SUPPLIED MATERIAL —
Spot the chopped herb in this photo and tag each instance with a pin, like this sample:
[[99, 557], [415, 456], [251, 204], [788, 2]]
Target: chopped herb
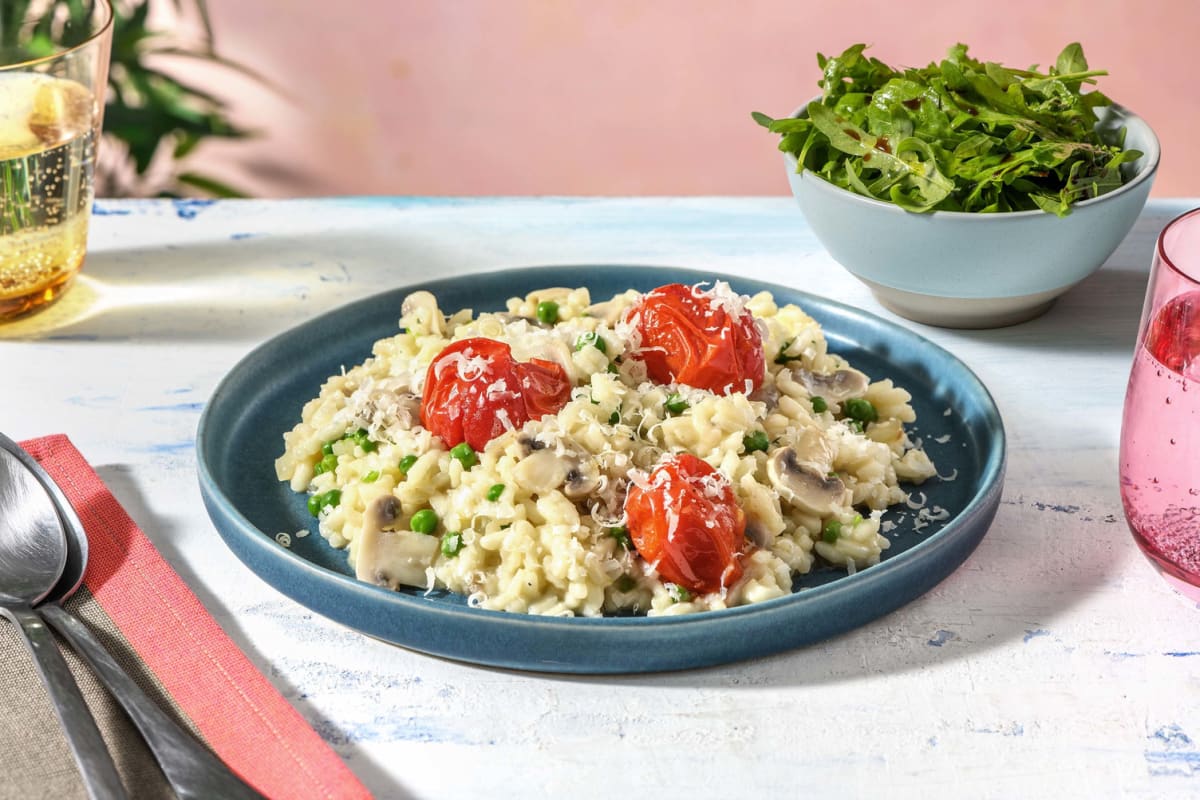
[[547, 312], [451, 543], [756, 441], [591, 338], [318, 501], [859, 408]]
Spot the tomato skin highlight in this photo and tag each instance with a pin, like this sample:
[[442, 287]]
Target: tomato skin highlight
[[688, 521], [475, 390], [688, 337]]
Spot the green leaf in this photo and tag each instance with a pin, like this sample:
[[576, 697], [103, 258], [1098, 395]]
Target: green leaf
[[959, 134], [1071, 60], [762, 119]]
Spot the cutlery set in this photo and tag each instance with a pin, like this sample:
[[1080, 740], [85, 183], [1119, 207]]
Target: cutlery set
[[43, 554]]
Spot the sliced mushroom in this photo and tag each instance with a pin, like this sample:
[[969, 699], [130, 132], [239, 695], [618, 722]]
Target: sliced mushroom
[[804, 486], [423, 307], [540, 471], [835, 386], [382, 512], [544, 470], [582, 479], [814, 449], [391, 558]]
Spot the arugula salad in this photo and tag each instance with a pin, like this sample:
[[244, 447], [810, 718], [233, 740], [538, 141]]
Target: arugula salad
[[959, 134]]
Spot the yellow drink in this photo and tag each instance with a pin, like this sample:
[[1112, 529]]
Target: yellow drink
[[47, 166]]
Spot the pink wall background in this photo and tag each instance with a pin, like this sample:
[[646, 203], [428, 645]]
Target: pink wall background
[[628, 96]]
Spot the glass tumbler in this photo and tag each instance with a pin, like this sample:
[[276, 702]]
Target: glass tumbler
[[53, 71], [1161, 427]]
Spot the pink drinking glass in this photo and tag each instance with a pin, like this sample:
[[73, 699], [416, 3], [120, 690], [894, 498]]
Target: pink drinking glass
[[1161, 428]]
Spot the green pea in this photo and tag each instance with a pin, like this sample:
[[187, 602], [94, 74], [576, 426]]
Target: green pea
[[622, 535], [465, 455], [858, 408], [676, 403], [547, 312], [756, 441], [424, 521], [451, 543], [591, 338]]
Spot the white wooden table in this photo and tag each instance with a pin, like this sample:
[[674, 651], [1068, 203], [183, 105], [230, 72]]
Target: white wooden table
[[1054, 662]]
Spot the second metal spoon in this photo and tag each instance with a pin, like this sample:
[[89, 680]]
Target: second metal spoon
[[191, 769]]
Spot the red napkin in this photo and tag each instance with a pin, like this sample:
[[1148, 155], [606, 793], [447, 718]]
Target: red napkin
[[239, 714]]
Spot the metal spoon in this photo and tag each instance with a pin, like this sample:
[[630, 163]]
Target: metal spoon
[[191, 769], [33, 554]]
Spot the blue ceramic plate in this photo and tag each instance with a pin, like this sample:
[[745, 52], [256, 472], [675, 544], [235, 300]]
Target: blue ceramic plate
[[241, 433]]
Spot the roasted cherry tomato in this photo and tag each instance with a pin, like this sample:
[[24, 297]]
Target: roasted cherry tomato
[[685, 519], [700, 338], [475, 390]]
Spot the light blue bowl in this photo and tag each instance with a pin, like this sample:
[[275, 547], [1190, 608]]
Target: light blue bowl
[[976, 270]]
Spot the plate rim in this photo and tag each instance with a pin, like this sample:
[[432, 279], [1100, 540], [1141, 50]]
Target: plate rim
[[247, 541]]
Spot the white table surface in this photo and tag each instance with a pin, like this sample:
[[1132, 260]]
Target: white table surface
[[1054, 661]]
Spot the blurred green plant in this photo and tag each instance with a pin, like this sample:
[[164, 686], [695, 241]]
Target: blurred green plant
[[153, 120]]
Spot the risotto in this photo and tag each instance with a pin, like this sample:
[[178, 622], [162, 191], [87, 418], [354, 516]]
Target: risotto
[[667, 452]]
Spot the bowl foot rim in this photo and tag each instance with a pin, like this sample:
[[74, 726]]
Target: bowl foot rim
[[964, 312]]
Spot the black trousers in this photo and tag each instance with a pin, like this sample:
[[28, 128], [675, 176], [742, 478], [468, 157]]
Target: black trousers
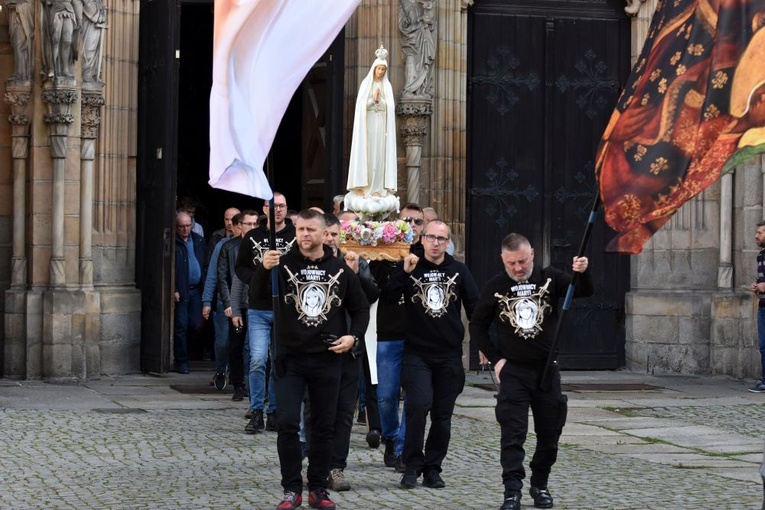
[[372, 409], [346, 404], [432, 386], [520, 389], [320, 375], [236, 351]]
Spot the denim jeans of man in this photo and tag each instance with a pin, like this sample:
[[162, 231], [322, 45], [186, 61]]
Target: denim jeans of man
[[432, 386], [220, 323], [320, 375], [521, 389], [188, 318], [390, 355], [761, 337], [259, 323], [236, 353]]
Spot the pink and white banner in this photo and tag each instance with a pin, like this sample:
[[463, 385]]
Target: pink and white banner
[[262, 50]]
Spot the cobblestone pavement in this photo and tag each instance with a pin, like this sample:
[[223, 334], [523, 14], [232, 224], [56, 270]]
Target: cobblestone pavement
[[138, 443]]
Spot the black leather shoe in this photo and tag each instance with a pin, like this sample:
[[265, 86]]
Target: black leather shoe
[[542, 498], [373, 438], [433, 480], [512, 503], [400, 466], [389, 457], [409, 480]]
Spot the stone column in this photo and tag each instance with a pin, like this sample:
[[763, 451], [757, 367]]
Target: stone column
[[59, 101], [414, 117], [18, 98], [14, 346], [725, 268], [92, 101]]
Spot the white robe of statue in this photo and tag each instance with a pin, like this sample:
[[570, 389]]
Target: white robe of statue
[[372, 173]]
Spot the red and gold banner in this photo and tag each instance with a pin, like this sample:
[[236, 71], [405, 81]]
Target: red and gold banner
[[693, 107]]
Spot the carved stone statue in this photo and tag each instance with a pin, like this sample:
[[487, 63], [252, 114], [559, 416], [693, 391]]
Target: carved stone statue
[[93, 26], [60, 28], [418, 47], [21, 30], [373, 167]]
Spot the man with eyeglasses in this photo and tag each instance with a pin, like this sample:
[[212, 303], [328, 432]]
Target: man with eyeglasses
[[260, 315], [225, 264], [190, 253], [434, 287], [391, 323]]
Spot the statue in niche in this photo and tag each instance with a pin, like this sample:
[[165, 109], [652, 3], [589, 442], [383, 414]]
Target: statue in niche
[[418, 47], [21, 29], [373, 167], [93, 26], [60, 30]]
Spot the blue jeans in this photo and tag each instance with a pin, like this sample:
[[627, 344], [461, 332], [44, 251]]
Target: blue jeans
[[761, 335], [390, 355], [188, 317], [259, 324], [220, 323]]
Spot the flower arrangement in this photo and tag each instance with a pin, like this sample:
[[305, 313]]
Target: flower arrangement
[[374, 233]]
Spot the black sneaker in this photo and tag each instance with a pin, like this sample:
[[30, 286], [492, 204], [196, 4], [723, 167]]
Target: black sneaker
[[256, 422], [219, 381], [271, 422], [433, 480], [389, 457], [400, 466], [409, 480], [542, 498], [320, 499], [373, 438], [512, 503]]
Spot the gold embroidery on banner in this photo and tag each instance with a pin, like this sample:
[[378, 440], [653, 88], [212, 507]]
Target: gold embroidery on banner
[[720, 79], [659, 166]]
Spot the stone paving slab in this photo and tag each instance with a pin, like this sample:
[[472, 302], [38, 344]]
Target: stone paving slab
[[156, 448]]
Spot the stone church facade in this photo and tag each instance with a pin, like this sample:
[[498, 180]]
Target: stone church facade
[[68, 156]]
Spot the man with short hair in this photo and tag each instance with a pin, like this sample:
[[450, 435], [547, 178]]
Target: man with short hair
[[226, 261], [210, 297], [758, 287], [391, 324], [435, 288], [521, 303], [260, 313], [226, 231], [317, 290], [351, 363], [190, 253]]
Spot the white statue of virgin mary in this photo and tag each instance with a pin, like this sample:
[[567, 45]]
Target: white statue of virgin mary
[[372, 173]]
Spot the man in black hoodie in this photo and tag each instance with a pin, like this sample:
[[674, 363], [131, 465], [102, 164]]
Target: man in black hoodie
[[434, 289], [259, 314], [318, 290], [521, 303]]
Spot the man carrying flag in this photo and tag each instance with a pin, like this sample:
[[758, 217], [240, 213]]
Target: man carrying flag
[[691, 109]]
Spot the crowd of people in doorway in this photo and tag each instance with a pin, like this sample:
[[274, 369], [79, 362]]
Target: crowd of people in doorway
[[303, 365]]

EXERCISE INSTRUCTIONS — Would you please repeat exactly the lines above, starting at the line with "Target: red napkin" and stopping at the line with "[[275, 547], [1190, 608]]", both included?

TASK SOLUTION —
Target: red napkin
[[239, 714]]
Spot the metal spoon in this photo and tag each instance with a pin, like this sample:
[[630, 163]]
Target: metal spoon
[[191, 769], [33, 554]]
Spot the blue ceramic plate in this photo and tag each instance with a pin, like this sample:
[[745, 52], [256, 472], [675, 544], [235, 300]]
Target: blue ceramic plate
[[241, 433]]
Spot the roasted cherry tomato in this photo and tag each instance with a pin, like this sample:
[[24, 297]]
Target: roasted cherry tomato
[[685, 519], [700, 338], [475, 390]]
Spot the light blue bowl in this photo and tag each instance with a pin, like this sample:
[[275, 547], [1190, 608]]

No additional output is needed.